== Excerpted passage ==
__________
Uganda v Kizuri (Criminal Session 20 of 2011) [2013] UGHCCRD 55 (2 October 2013)






KIZURI SALIM.....………………………………………………………ACCUSED



KIZURI SALIM the accused person in this case was charged with aggravated defilement c/s 129 (3) (4) (a) of the Penal Code Act.

The prosecution contends that during the month of October, 2010 at Lugolole Trading Centre, Mayuge District, the accused performed a sexual act with one Nakagoro Asina, a girl then aged 10 years.

The accused denied the offence and raised an alibi. He claimed that the night the offence is alleged to have occurred, he was at the place of work where he worked as a night watchman. That he was on night duty from 03/10/10 to 08/10/10.

Further that he was implicated in the charge because he had broken off the love relationship he had with the mother of the victim, after learning that she was married. That the woman had threatened to deal with him.

The accused and complainant’s homes were about were about 50 metres away from each other. There was a corridor behind the accused’s house where he claims other people stayed.

To prove a charge of aggravated defilement, the prosecution has to prove the following ingredients of the offence beyond all reasonable doubt.

  1. An unlawful sexual act occurred.

  2. The victim of the offence was below 14 years of age.

  3. The accused person is the perpetrator of the unlawful sexual act.

While dealing with the merits of the case, I bear in mind the principle of law that an accused person is presumed innocent until he is proven guilty or otherwise pleads guilty.

The onus is on the prosecution to prove all the ingredients of the offence beyond reasonable doubt if a conviction is to be sustained.

The burden of proof never shifts to the defence except in a few exceptional cases provided for by law. Even when the accused raises a probable defence, he does not thereby assume the burden of proving it. It is still up to the prosecution to adduce evidence to show that despite the defence, the offence was committed by the accused person – See Woolmington Vs. D.P.P (1935) A.C 322, Miller Vs. Minister of Pensions [1947]2 ALL E.R. 372-373; Sekitoleko Vs. Uganda [1967] E.A. 532 and R. Vs. Johnson [1961]3 ALL E.R. 969.

As required by law, I now proceed to evaluate the evidence of both the prosecution and the defence to determine whether the prosecution discharged the burden and standard of proof placed upon it by the law.
__________
== Record excerpts ==
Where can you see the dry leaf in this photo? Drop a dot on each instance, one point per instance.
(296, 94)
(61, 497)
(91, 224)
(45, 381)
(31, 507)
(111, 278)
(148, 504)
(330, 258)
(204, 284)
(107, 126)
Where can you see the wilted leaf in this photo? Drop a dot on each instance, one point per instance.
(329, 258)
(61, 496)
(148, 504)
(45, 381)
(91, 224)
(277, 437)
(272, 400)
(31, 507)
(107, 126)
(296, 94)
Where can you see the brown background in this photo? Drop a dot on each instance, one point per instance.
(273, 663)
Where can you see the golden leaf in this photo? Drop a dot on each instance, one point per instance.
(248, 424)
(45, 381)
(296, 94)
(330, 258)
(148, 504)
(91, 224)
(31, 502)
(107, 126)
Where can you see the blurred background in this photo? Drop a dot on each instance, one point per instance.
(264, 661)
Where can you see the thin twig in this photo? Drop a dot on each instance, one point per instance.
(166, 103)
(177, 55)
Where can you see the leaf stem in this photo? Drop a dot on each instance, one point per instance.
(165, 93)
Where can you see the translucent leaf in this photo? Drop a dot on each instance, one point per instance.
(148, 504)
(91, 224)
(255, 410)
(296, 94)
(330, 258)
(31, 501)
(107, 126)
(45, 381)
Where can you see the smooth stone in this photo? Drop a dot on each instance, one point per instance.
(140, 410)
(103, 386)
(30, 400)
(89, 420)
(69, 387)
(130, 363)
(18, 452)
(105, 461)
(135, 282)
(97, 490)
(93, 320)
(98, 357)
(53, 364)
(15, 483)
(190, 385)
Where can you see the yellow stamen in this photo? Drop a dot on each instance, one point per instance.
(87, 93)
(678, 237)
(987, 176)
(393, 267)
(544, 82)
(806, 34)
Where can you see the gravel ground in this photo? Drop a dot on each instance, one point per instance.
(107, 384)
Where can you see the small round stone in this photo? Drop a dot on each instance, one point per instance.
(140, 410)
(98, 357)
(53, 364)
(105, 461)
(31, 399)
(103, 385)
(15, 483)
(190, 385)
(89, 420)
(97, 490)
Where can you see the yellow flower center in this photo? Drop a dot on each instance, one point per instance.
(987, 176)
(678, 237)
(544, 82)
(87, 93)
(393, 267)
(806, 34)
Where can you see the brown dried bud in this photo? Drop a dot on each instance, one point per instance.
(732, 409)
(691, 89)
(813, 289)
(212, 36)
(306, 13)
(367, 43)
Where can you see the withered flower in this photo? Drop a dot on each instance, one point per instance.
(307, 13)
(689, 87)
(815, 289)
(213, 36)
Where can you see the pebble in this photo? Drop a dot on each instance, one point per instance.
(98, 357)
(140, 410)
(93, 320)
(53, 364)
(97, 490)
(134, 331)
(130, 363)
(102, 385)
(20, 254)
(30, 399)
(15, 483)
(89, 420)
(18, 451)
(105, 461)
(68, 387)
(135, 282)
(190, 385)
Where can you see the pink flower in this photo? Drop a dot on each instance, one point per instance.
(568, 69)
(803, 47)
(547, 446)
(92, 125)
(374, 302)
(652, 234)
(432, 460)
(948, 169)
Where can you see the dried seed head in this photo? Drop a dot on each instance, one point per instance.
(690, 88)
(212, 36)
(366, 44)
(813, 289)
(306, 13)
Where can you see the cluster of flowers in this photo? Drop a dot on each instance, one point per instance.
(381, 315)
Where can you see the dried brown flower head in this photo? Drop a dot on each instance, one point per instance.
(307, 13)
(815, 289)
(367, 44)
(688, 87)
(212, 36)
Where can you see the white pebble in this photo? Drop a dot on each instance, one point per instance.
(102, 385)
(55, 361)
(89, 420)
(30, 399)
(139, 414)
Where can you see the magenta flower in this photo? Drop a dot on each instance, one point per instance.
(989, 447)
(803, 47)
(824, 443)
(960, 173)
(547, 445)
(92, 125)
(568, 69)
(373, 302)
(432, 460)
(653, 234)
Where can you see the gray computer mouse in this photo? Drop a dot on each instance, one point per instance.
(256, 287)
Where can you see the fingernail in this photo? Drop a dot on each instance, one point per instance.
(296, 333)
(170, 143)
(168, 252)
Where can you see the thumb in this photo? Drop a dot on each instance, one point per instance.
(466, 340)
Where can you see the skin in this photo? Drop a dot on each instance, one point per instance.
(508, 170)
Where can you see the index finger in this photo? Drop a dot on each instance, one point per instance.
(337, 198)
__________
== Instructions ==
1/ List every case the Uganda v Kizuri judgment cites on the burden of proof, with its citation as given.
2/ Write the next part of the Uganda v Kizuri judgment, picking up after its final sentence.
The entries come from a source unrelated to the Uganda v Kizuri judgment.

== Answers to each task ==
1/
Woolmington Vs. D.P.P (1935) A.C 322
Miller Vs. Minister of Pensions [1947]2 ALL E.R. 372-373
Sekitoleko Vs. Uganda [1967] E.A. 532
R. Vs. Johnson [1961]3 ALL E.R. 969

2/
In respect of the first ingredient i.e. act of sexual intercourse, the prosecution relied upon the evidence of PW1 the doctor Nabangi Charles, PW3 Nankabirwa Fatina mother of the victim and PW6 Nakagolo Asina the victim.

PW5 told court that on the night of 05/10/10 while on her way from the shop where she had gone to buy sugar, she met the accused standing outside his house. He called her and she went to him, whereupon he grabbed her by the hand, took her behind his house into a corridor and forcefully had sex with her. When she got home she lied to her mother that she had a stomach ache. She only told her about the incident many days later when the pain became unbearable. This was because the accused threatened to kill her if she said anything.

The act was corroborated by medical evidence of PW1 and Exhibit P.1 to the effect that, the victim was examined on 11/10/10 and her vagina was found with signs of recent penetration and the hymen was ruptured but had healed. However, the victim had frequency and pain in passing urine.

PW3 the mother of the victim took her to the clinic after the victim complained of pus coming from her vagina. The person, one Prossy who examined the victim called her and showed her the victim’s wide vaginal opening. There was pus coming from the vagina.

The defence did not dispute the act of sexual intercourse having occurred. Court therefore finds that the first ingredient was proved beyond reasonable doubt.

As to whether the victim was below 14 years at the time of the offence was also proved by the evidence of PW1. Exhibit P.1 the medical certificate indicates that the victim was 10 years of age at the time of examination.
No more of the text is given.